**Goal**
Copy out every line in the records below that contains the string "soccer". Matching is case-sensitive.

**Data to process**
☆ ☆ ☆ ☆ ☆
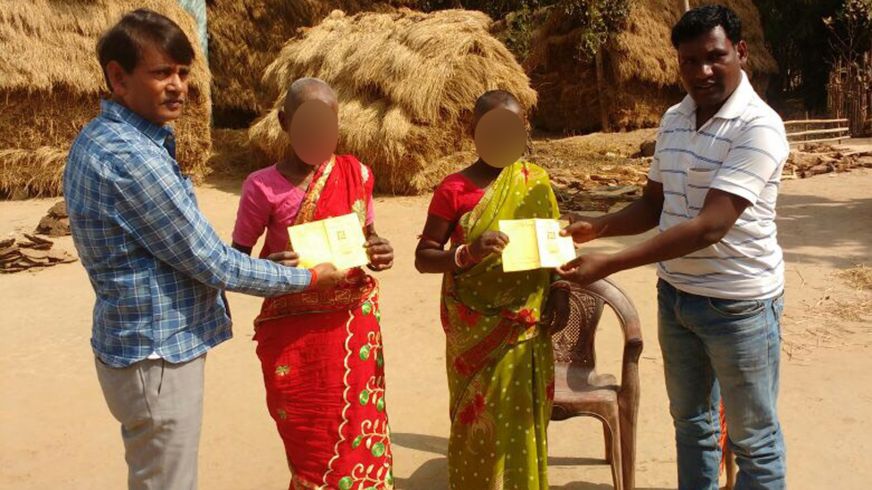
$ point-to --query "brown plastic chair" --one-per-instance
(573, 313)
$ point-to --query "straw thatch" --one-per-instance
(640, 68)
(406, 82)
(51, 82)
(246, 35)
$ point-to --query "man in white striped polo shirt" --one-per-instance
(711, 190)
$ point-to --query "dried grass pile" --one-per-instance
(640, 68)
(246, 35)
(406, 83)
(51, 82)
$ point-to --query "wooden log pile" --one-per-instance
(28, 251)
(814, 160)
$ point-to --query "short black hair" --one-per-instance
(494, 98)
(700, 20)
(123, 42)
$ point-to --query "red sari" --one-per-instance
(322, 360)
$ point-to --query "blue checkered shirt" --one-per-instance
(156, 265)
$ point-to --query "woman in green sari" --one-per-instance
(499, 359)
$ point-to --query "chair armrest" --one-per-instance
(628, 318)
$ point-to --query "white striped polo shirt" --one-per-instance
(741, 150)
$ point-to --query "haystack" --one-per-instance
(51, 83)
(406, 83)
(640, 68)
(246, 35)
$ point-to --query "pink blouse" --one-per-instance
(270, 202)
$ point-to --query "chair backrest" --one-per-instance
(574, 331)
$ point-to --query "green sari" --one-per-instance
(500, 365)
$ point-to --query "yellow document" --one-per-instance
(535, 244)
(337, 240)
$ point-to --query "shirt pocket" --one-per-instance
(696, 187)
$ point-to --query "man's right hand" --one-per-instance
(328, 276)
(490, 242)
(581, 228)
(287, 258)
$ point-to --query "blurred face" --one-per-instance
(312, 125)
(156, 89)
(500, 136)
(711, 67)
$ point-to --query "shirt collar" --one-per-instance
(734, 106)
(116, 112)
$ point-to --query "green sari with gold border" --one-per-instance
(499, 360)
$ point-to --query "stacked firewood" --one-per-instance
(28, 251)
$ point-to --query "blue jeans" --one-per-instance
(715, 348)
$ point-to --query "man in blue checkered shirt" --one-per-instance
(156, 265)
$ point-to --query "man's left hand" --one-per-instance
(380, 253)
(586, 269)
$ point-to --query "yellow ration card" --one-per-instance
(535, 244)
(338, 240)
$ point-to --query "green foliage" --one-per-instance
(597, 19)
(851, 30)
(796, 35)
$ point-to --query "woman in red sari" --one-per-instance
(321, 350)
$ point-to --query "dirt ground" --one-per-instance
(56, 432)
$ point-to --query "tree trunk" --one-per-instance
(601, 90)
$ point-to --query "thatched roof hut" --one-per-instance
(246, 35)
(406, 83)
(640, 68)
(51, 82)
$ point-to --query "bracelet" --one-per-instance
(457, 261)
(463, 258)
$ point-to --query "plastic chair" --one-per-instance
(572, 314)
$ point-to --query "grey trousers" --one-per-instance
(160, 408)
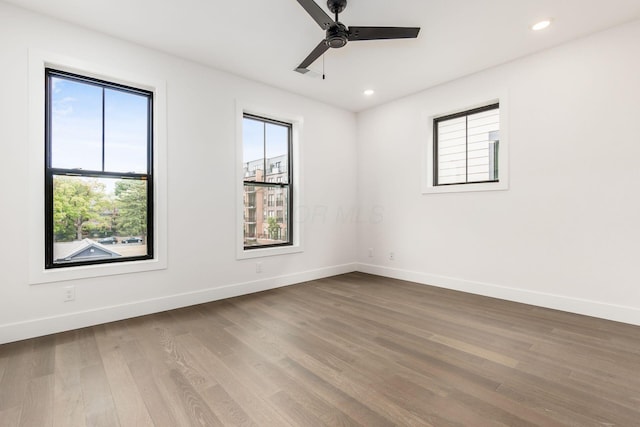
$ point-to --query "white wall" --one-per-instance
(201, 172)
(565, 235)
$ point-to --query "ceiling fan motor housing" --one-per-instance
(337, 35)
(336, 6)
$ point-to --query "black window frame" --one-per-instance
(50, 171)
(436, 157)
(272, 184)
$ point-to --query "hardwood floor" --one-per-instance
(350, 350)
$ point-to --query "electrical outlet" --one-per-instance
(69, 293)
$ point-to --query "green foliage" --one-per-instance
(131, 204)
(273, 228)
(77, 204)
(82, 207)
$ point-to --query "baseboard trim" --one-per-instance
(585, 307)
(66, 322)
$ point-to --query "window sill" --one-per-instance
(265, 252)
(89, 271)
(466, 188)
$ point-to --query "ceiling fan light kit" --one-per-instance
(338, 34)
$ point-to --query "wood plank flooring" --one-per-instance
(352, 350)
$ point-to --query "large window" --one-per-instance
(267, 182)
(98, 171)
(466, 146)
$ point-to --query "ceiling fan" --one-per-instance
(339, 34)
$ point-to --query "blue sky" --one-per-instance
(253, 134)
(77, 128)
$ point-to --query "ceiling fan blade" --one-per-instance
(381, 33)
(316, 12)
(315, 54)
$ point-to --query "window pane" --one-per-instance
(126, 120)
(277, 149)
(266, 215)
(468, 148)
(76, 125)
(253, 149)
(98, 219)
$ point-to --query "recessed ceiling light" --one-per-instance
(541, 25)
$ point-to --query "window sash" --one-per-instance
(461, 152)
(268, 182)
(50, 171)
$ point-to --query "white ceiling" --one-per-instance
(265, 40)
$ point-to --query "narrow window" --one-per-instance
(466, 146)
(268, 184)
(98, 171)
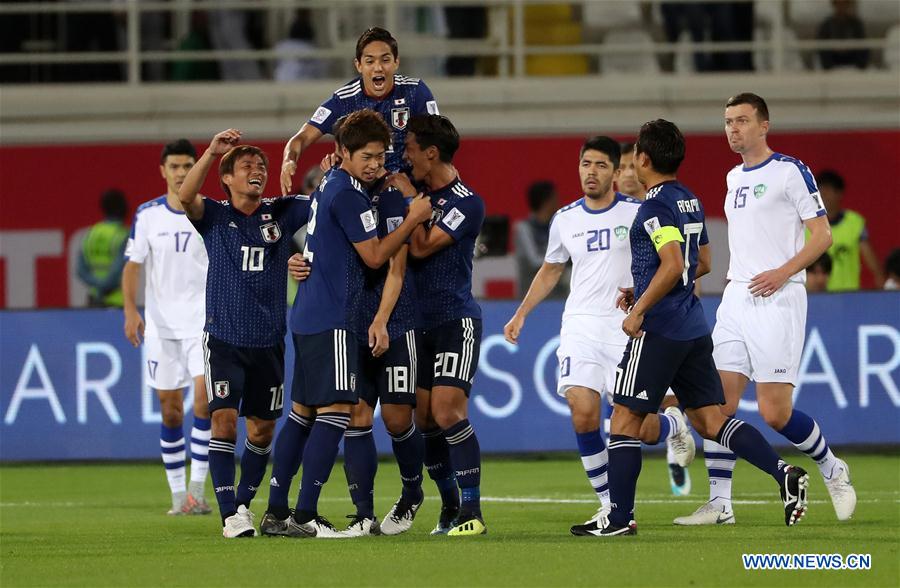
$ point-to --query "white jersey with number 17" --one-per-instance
(175, 263)
(766, 206)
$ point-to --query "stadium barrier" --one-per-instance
(72, 387)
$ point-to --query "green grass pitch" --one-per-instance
(104, 525)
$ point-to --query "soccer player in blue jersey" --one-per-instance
(670, 343)
(341, 243)
(450, 326)
(248, 241)
(378, 87)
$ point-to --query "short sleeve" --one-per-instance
(464, 218)
(556, 251)
(213, 212)
(325, 115)
(138, 246)
(295, 212)
(425, 102)
(800, 188)
(354, 215)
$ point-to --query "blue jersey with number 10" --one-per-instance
(670, 213)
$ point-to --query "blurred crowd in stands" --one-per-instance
(292, 32)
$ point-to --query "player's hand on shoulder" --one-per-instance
(134, 327)
(625, 300)
(224, 141)
(329, 161)
(288, 168)
(512, 329)
(379, 341)
(298, 267)
(767, 283)
(401, 182)
(420, 209)
(632, 325)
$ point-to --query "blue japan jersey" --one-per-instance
(389, 208)
(340, 215)
(678, 315)
(246, 284)
(444, 279)
(409, 96)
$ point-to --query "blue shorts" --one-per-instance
(326, 368)
(390, 379)
(249, 379)
(448, 354)
(653, 364)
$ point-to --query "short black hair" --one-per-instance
(539, 193)
(824, 263)
(663, 143)
(435, 130)
(829, 177)
(177, 147)
(113, 204)
(754, 100)
(605, 145)
(363, 127)
(372, 35)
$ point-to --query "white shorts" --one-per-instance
(759, 337)
(173, 363)
(587, 362)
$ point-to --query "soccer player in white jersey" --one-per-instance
(593, 232)
(761, 322)
(167, 245)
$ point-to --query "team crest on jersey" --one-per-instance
(222, 389)
(399, 118)
(271, 232)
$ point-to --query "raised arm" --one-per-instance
(296, 145)
(393, 285)
(543, 283)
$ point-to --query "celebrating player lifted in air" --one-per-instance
(761, 322)
(165, 242)
(593, 233)
(451, 320)
(341, 242)
(248, 241)
(379, 87)
(670, 343)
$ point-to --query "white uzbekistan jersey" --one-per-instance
(766, 205)
(597, 242)
(175, 263)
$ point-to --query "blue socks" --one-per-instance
(319, 456)
(465, 455)
(437, 462)
(360, 466)
(409, 449)
(288, 457)
(595, 458)
(221, 470)
(624, 469)
(254, 460)
(749, 444)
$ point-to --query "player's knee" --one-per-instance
(775, 416)
(396, 421)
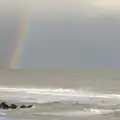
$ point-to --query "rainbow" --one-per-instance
(19, 43)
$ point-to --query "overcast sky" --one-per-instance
(62, 33)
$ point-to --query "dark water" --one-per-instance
(61, 94)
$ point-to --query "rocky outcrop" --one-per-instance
(3, 105)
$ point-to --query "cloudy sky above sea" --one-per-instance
(62, 33)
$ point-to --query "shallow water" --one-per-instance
(61, 95)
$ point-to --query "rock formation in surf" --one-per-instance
(3, 105)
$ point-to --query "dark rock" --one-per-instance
(13, 106)
(3, 105)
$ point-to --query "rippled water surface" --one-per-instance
(61, 94)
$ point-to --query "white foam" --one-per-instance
(50, 94)
(78, 113)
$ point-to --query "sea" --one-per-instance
(61, 94)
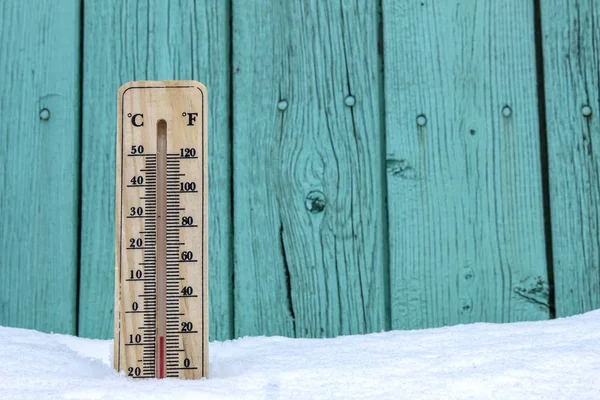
☆ ☆ ☆ ☆ ☆
**The result**
$ point-to --query "soccer player in blue jersey" --one-per-instance
$ point-to --query "soccer player in white jersey" --one-per-instance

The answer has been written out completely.